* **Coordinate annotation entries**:
[BEGIN]
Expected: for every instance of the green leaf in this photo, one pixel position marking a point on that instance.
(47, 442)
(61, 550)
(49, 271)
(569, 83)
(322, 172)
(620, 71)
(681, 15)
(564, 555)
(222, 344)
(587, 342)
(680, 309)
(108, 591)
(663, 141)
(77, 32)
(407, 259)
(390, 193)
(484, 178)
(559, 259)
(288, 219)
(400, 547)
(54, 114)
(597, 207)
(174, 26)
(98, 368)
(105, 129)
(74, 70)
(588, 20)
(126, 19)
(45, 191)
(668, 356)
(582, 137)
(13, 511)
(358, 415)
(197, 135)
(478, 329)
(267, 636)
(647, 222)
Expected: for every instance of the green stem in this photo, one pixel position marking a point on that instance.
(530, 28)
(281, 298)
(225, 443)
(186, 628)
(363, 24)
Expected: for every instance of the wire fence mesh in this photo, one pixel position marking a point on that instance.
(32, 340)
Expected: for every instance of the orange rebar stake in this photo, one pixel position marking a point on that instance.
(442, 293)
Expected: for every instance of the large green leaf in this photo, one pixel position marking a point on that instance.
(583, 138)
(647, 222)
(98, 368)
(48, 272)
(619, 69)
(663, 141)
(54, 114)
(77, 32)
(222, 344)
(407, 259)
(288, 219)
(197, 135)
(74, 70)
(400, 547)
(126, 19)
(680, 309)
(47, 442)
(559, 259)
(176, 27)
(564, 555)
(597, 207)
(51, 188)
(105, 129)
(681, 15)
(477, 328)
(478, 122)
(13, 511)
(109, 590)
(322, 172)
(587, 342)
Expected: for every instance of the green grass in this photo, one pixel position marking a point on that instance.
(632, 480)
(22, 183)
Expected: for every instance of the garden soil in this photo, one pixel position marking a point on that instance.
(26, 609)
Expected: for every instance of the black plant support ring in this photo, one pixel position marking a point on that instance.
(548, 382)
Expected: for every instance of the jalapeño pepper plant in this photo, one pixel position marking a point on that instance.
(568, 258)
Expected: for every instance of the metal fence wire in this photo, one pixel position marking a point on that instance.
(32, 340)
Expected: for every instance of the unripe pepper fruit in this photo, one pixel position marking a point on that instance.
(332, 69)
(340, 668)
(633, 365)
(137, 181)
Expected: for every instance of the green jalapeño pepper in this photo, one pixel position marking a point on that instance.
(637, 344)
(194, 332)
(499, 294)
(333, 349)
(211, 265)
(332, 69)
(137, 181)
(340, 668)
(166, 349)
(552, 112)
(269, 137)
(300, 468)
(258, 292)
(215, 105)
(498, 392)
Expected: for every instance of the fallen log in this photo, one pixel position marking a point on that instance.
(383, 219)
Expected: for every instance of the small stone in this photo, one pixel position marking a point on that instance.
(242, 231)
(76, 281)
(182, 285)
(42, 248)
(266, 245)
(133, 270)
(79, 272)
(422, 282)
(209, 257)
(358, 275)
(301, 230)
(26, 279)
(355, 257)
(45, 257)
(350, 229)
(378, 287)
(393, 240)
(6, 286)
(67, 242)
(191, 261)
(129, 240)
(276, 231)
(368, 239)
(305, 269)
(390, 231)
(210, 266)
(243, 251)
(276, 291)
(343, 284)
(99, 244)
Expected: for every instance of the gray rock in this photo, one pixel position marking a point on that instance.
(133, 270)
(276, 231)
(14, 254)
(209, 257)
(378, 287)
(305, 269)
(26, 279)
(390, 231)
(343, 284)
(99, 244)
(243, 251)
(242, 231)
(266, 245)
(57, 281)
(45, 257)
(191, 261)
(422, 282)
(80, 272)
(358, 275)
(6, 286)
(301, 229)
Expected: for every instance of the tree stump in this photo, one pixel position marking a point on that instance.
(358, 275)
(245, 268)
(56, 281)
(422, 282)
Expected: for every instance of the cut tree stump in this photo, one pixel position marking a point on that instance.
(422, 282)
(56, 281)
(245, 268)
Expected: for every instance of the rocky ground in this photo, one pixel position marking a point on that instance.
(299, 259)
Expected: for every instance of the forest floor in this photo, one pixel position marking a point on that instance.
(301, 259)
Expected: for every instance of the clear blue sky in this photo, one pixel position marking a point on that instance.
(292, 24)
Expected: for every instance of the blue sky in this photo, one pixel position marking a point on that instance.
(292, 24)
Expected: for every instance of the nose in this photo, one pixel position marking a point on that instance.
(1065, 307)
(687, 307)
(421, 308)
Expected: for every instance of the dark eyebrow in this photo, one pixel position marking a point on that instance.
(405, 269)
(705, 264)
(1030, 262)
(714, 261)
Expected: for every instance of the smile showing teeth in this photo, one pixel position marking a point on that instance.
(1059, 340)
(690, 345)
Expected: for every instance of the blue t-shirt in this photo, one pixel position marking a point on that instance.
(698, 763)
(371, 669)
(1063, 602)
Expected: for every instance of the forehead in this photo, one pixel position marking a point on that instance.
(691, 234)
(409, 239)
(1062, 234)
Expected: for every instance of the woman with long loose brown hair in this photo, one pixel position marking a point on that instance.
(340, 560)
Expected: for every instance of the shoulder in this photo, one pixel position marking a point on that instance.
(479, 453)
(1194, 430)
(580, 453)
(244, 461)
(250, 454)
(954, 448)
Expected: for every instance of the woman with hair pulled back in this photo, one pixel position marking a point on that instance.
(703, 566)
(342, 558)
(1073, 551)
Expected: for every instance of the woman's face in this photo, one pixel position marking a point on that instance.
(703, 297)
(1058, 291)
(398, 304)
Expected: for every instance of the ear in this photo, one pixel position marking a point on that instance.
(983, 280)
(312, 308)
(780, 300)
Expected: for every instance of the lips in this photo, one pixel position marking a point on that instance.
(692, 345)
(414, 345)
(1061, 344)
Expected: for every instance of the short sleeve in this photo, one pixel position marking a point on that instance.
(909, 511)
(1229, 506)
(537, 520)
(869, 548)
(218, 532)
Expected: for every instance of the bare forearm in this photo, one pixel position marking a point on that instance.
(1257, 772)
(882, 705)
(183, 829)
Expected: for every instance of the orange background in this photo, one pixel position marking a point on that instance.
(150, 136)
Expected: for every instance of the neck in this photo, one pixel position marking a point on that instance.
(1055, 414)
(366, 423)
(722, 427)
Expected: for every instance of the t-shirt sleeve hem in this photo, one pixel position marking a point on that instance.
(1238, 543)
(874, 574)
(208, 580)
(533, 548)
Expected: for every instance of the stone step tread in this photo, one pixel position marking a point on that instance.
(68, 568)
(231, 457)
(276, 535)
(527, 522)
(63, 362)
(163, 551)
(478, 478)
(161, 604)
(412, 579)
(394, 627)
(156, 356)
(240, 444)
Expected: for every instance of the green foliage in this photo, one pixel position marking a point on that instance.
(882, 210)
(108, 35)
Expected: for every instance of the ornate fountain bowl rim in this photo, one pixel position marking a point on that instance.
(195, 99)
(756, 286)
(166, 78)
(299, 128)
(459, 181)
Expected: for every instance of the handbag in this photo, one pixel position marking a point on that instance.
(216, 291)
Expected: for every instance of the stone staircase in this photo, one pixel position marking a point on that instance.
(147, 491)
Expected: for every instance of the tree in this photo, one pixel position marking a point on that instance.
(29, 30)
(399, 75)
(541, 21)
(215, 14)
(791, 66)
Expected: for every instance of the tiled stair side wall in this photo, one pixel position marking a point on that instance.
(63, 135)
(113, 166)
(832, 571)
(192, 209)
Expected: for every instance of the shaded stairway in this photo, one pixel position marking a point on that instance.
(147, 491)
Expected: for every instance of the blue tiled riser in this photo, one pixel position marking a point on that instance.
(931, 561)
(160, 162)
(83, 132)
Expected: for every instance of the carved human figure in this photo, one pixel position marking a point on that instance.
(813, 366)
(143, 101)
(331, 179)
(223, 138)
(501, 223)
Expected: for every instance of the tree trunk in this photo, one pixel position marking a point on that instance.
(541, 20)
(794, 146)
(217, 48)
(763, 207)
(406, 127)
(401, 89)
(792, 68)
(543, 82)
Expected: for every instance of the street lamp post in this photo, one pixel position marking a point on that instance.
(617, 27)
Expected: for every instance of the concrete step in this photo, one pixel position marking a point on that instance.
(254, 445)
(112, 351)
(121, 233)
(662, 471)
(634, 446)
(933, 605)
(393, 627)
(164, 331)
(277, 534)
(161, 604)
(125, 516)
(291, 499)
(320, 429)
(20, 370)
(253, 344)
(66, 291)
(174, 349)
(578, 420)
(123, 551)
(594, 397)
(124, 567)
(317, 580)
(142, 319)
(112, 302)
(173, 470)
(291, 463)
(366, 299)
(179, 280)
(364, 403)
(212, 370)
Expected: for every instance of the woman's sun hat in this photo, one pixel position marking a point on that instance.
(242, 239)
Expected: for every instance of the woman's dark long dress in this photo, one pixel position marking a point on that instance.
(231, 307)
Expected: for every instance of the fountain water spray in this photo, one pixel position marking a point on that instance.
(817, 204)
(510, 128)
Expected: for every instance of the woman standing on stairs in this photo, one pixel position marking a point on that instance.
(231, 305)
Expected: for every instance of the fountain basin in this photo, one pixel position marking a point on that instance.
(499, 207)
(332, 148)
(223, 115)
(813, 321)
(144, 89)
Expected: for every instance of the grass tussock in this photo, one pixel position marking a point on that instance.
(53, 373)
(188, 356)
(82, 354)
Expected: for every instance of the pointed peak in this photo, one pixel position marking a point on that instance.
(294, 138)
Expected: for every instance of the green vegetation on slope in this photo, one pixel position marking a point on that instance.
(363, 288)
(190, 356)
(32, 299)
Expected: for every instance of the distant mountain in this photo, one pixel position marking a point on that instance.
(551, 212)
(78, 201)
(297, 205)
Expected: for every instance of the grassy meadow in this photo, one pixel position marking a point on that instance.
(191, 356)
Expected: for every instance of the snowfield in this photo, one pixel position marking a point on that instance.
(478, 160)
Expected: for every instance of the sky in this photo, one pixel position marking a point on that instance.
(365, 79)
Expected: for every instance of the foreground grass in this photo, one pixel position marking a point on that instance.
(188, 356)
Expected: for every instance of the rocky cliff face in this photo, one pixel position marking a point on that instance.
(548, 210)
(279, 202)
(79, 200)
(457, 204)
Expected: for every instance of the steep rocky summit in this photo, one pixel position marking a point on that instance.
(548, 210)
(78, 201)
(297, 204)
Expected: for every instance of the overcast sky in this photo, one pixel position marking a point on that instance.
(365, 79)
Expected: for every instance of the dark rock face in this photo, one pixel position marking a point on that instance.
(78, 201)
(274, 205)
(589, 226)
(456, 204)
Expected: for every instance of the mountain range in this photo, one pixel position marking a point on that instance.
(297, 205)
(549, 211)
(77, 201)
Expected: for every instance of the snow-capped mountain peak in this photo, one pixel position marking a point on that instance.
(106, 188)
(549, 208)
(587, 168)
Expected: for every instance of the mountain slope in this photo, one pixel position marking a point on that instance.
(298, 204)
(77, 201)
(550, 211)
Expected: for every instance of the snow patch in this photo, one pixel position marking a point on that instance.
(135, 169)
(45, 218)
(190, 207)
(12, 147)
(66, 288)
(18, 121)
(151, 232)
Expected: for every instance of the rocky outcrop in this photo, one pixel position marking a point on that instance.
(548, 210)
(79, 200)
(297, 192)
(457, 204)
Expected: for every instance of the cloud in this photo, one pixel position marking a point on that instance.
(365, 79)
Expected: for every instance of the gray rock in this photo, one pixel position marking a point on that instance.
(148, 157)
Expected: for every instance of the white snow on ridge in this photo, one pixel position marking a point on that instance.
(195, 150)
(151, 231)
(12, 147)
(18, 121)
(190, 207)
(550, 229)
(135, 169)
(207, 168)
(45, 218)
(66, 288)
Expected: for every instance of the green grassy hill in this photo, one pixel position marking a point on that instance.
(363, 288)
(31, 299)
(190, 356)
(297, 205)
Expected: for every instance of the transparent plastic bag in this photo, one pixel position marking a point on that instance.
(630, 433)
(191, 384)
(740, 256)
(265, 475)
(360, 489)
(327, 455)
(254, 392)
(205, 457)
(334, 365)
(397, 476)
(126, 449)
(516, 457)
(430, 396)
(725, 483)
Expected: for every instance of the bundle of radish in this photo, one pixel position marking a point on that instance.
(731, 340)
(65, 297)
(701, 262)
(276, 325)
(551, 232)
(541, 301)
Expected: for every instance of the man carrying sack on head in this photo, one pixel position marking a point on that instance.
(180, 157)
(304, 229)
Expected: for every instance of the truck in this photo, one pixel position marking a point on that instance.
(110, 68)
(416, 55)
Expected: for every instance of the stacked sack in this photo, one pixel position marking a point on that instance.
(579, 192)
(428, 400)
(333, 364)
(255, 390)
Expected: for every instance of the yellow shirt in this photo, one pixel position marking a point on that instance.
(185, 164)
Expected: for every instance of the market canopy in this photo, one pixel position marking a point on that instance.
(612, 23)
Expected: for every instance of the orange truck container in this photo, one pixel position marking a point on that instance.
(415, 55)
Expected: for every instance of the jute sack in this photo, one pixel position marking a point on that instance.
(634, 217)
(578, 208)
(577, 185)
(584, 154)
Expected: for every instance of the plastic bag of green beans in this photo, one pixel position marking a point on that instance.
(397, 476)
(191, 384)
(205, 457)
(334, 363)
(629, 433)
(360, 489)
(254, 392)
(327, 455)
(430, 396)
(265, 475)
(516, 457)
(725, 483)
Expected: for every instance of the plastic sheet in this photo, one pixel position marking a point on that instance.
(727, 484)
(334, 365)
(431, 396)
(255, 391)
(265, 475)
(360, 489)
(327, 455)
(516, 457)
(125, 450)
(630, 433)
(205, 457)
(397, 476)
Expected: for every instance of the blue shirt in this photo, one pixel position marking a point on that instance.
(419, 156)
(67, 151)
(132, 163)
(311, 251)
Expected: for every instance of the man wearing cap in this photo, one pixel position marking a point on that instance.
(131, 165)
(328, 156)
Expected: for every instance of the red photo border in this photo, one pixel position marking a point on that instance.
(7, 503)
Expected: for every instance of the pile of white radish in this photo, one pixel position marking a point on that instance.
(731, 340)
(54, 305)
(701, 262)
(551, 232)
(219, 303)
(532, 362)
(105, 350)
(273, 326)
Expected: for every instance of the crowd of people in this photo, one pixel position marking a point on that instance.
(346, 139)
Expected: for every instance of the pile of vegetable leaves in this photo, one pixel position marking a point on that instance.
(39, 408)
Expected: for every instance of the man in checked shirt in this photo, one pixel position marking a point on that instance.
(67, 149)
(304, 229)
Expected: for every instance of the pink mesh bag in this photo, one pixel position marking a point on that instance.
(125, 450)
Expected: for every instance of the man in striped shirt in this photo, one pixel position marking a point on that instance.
[END]
* **Written request**: Locate "Expected: for every instance of the plastic bag" in the material, then quote the line that contains it and all lines after it through the final one.

* **Result of this task**:
Expected: for every instance of the plastic bag of green beans in this photo, one pixel position marking a point on that instance.
(397, 476)
(191, 384)
(205, 457)
(334, 363)
(629, 433)
(360, 489)
(254, 392)
(327, 455)
(430, 396)
(265, 475)
(516, 457)
(725, 483)
Expected: for every instance of the plastic sheet in this photo, one pixel position marking a point on that instance.
(727, 484)
(334, 365)
(431, 396)
(255, 391)
(265, 475)
(360, 489)
(327, 455)
(516, 457)
(125, 450)
(630, 433)
(205, 457)
(397, 476)
Expected: for every instance of the blue shirt in this photo, one pixel position marking a point on that instance.
(419, 156)
(67, 151)
(132, 163)
(311, 251)
Expected: for every instance of the man wearing cap in this photo, one pixel position marking a point on that instance.
(131, 165)
(328, 156)
Expected: for every instance of the red photo border in this photo, one pixel position marking a point on that instance.
(7, 503)
Expected: for every instance of the pile of white radish in this photo, one pixel position marking a point on that instance.
(731, 340)
(54, 305)
(701, 262)
(551, 232)
(219, 303)
(532, 362)
(105, 350)
(273, 326)
Expected: for every instance of the crowd of people in this photo, one pixel position marking a point on that instance.
(346, 139)
Expected: for every instance of the pile of vegetable leaves in this photo, one pixel position marking a point on that instance.
(39, 408)
Expected: for every instance of the man in checked shirt in this photo, one pixel position marking a point on that instance.
(67, 149)
(304, 229)
Expected: for every instance of the pink mesh bag in this photo, one pixel position marking a point on that instance.
(125, 450)
Expected: for every instance of the man in striped shirt in this photo, one pixel position marking a point on that instance.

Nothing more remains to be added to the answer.